• _TEXTE_:
Il n’y a pas de grosses différences dans la consommation de drogues entre hommes gays et bisexuels et la population générale durant la jeunesse. Les jeunes consomment en général beaucoup. C’est plus tard que les choses changent. «Les gays continuent à consommer un niveau élevé de drogues jusqu’à un âge avancé alors que dans la population générale, la consommation diminue après 30 ans. Or, c’est le nombre d’années de consommation comme la qualité des produits qui posent les plus grands risques pour la santé. Rarement en relation de couple et encore plus rarement parents, les hommes gays ont peut-être moins d’obligation de rester sobre pour assurer», suggère Michael Häusermann de l’association Dialogai.

Si le constat à 14 ans d’écart reste le même, les conclusions sous forme de questions tirées en 2002 restent, elles aussi, identiques pour l’association genevoise: «Est-ce que tout ce tabac, cet alcool et ces drogues sont consommés avant tout pour le plaisir? Dans ce cas, cette consommation beaucoup plus importante que dans la population générale est la démonstration d’une maîtrise exemplaire de la situation. Sert-elle au contraire surtout à fuir la réalité, à supporter des situations de stress? C’est alors une toute autre histoire.» Des questions auxquelles personne ne semble avoir de réponses actuellement; si ce n’est que ces aspects doivent être traités dans une approche holistique de la santé des HSH lors des consultations à Checkpoint, incluant notamment les aspects de santé psychique.

• _DONNÉES FOURNIES_:
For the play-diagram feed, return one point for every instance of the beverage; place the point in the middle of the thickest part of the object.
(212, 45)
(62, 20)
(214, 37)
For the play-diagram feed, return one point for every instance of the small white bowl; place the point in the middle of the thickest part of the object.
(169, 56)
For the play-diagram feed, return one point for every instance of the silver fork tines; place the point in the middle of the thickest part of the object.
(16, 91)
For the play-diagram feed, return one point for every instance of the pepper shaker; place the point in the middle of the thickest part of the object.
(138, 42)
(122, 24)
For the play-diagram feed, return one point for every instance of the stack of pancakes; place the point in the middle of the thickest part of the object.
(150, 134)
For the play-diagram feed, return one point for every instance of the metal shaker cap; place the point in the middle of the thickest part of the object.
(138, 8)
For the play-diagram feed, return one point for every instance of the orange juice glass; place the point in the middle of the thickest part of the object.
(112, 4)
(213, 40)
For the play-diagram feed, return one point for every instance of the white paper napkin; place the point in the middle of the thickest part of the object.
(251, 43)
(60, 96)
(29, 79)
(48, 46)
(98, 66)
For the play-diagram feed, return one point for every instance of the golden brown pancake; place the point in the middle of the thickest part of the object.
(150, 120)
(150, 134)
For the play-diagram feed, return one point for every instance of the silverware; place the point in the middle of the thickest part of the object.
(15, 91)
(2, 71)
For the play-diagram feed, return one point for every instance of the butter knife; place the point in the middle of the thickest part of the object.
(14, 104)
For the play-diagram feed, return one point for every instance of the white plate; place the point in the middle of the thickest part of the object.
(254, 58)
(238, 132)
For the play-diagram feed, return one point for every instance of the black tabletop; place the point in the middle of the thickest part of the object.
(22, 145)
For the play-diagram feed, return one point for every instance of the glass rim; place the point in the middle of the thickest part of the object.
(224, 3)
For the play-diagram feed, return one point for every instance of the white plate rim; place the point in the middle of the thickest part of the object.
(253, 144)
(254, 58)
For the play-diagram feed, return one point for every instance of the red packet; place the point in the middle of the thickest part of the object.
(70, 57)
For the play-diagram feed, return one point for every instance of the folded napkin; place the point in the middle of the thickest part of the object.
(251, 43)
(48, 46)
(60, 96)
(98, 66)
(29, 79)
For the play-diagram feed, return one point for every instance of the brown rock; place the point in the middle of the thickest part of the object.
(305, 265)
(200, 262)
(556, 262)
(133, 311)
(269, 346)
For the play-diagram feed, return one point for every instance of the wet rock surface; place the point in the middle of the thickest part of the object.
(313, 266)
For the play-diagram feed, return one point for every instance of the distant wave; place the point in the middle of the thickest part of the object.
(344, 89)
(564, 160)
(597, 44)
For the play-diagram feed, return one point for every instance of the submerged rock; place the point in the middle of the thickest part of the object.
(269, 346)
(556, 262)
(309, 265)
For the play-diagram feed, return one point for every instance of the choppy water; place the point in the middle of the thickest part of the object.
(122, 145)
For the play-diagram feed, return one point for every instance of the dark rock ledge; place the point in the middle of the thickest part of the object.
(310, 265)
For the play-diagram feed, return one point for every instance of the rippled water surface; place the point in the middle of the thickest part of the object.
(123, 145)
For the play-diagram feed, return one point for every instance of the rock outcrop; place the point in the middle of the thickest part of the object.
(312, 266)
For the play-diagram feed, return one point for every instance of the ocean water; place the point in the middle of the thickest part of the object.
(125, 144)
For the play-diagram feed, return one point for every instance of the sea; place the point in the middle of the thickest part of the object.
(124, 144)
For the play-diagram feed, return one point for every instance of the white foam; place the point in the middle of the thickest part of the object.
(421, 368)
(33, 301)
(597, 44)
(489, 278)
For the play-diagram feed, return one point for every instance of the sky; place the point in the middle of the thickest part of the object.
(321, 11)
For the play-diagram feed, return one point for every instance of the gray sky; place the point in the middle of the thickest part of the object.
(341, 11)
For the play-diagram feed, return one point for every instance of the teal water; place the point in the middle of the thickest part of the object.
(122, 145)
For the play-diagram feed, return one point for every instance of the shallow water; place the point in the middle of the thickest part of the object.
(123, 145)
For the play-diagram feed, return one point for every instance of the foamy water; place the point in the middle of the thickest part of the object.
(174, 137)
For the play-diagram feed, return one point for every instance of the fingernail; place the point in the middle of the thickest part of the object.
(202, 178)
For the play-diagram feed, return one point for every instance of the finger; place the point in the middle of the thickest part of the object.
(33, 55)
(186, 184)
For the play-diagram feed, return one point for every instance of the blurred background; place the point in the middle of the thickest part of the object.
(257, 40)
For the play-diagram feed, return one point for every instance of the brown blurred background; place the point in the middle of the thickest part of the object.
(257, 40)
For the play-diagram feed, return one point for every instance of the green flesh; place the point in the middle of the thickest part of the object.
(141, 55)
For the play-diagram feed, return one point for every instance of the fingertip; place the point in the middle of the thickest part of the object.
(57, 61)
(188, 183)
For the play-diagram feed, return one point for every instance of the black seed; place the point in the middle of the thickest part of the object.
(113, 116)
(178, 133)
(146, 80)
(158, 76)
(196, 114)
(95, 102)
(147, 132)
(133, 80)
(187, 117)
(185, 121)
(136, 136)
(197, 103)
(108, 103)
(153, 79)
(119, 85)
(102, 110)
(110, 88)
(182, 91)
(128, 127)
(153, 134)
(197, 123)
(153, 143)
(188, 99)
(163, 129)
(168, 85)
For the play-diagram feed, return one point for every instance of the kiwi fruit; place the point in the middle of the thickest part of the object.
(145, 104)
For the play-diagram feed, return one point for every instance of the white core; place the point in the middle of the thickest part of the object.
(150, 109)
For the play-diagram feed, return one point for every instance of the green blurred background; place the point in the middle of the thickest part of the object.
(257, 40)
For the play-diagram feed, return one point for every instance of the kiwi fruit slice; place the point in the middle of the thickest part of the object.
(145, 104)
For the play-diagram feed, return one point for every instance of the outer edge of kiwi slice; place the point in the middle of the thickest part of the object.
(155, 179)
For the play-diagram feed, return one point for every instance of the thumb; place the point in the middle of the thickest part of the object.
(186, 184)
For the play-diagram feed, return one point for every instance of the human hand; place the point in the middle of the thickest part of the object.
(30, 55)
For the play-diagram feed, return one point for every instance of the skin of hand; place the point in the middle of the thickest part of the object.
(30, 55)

• _CONSIGNE_:
Recopiez sans rien changer le passage du texte sur la consommation de drogues qui commence aux mots « Si le constat » et s'arrête après « de santé psychique. ».

• _VOTRE RÉPONSE_:
Si le constat à 14 ans d’écart reste le même, les conclusions sous forme de questions tirées en 2002 restent, elles aussi, identiques pour l’association genevoise: «Est-ce que tout ce tabac, cet alcool et ces drogues sont consommés avant tout pour le plaisir? Dans ce cas, cette consommation beaucoup plus importante que dans la population générale est la démonstration d’une maîtrise exemplaire de la situation. Sert-elle au contraire surtout à fuir la réalité, à supporter des situations de stress? C’est alors une toute autre histoire.» Des questions auxquelles personne ne semble avoir de réponses actuellement; si ce n’est que ces aspects doivent être traités dans une approche holistique de la santé des HSH lors des consultations à Checkpoint, incluant notamment les aspects de santé psychique.